**** 掲載した文章

児童相談所の一時保護は本当に「救済」なのか? 定員オーバーや職員による虐待も

施設は「ドラマで見た刑務所のような場所」

 一時保護の施設で暮らしているのは、虐待を受けた子どもだけではない。  棄児や迷子、家出した子どもなど適当な保護者・宿所がないために緊急に保護された子、虐待・放任などで家庭から一時的に引き離す必要があった子、自己または他人の生命・身体・財産に危害を及ぼした子(もしくはそのおそれがある子)、援助指針を定めるために行動観察や生活指導などを行う必要がある子などだ。  2015年度の保護件数2万3276件のうち、養護1万7554件(うち虐待1万1607件)、障害90件、非行3536件だった。施設内では、親に虐待された子、非行少年、障害を持つ子らが混在している。  筆者は、親に虐待されて施設に入ったことのある若者たちから「非行少年に万引きを強要された」とか、「ドラマで見た刑務所のような場所」という声を頻繁に聞いてきた。  もちろん、すべての施設がそのような非人道的な場所ではない。だが、定員オーバーが続けば、子ども1人あたりのスペースは狭くなり、ストレスや緊張感でいじめや暴行に及ぶことが想定される。そのため、職員がより強い管理を求めるようになる傾向は依然としてある。  首都大学東京教授(憲法学)の木村草太さんは、ビジネス・インサイダー・ジャパンで「施設の環境の悪さも児相が保護を躊躇する原因」と指摘し、児童虐待や少年事件を数多く担当してきた山下敏雅弁護士も「自分の持ち物を使うのにも許可が必要だったり厳しく管理されているところも多く、2度と行きたくないという子もいます」と証言。  2007年にNPO法人Living in Peaceを創設した起業家の慎泰俊さんは、施設に住み込んでルポを書き、一時保護所について「傷ついた心をケアするような場所でない」と朝日新聞にコメントしている。 「一部の一時保護所における刑務所のような雰囲気です。外壁は高く、窓は閉じたままで外へ出ようとすればセンサーが鳴る。食堂には1列に並んで入り、食事中は私語禁止。学校にも通えず友達へ連絡を取ることもできません」(朝日新聞2018年4月24日の記事より)

********

-- 実施する作業 --
次の(a)〜(c)が児童相談所の一時保護についての文章の内容と合っているか、それぞれ「はい」か「いいえ」で答えてください。判断の決め手となる文章中の語句を、そのまま引用して添えてください。
(a) 2015年度の保護件数のうち、非行は3536件だった。
(b) 筆者は、すべての施設が非人道的な場所だと述べている。
(c) 慎泰俊さんは、2007年にNPO法人Living in Peaceを創設した。

**** 抽出した資料

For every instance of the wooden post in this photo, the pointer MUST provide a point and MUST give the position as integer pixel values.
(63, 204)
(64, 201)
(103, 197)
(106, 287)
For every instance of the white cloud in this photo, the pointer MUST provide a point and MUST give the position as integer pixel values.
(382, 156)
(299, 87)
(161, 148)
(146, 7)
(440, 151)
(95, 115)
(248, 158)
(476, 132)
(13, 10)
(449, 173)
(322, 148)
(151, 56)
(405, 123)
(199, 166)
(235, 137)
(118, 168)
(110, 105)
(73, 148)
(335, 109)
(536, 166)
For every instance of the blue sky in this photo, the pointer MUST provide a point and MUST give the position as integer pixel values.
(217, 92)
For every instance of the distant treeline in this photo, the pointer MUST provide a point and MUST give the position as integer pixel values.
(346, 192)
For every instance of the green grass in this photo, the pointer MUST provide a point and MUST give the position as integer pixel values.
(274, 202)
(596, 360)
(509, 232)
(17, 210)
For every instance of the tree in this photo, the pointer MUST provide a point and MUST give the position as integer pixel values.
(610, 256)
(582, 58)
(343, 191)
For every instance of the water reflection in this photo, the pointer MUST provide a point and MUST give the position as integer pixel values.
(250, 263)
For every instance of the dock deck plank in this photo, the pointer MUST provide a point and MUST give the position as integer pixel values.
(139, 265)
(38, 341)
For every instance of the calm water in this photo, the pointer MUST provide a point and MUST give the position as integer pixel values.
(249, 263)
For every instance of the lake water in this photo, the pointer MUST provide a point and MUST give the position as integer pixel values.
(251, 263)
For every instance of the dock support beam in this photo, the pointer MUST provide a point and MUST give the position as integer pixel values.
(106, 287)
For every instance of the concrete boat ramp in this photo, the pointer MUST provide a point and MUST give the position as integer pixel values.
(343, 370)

********

-- この作業の解答 --
(a) はい。「非行3536件だった」
(b) いいえ。「もちろん、すべての施設がそのような非人道的な場所ではない。」
(c) はい。「2007年にNPO法人Living in Peaceを創設した起業家の慎泰俊さん」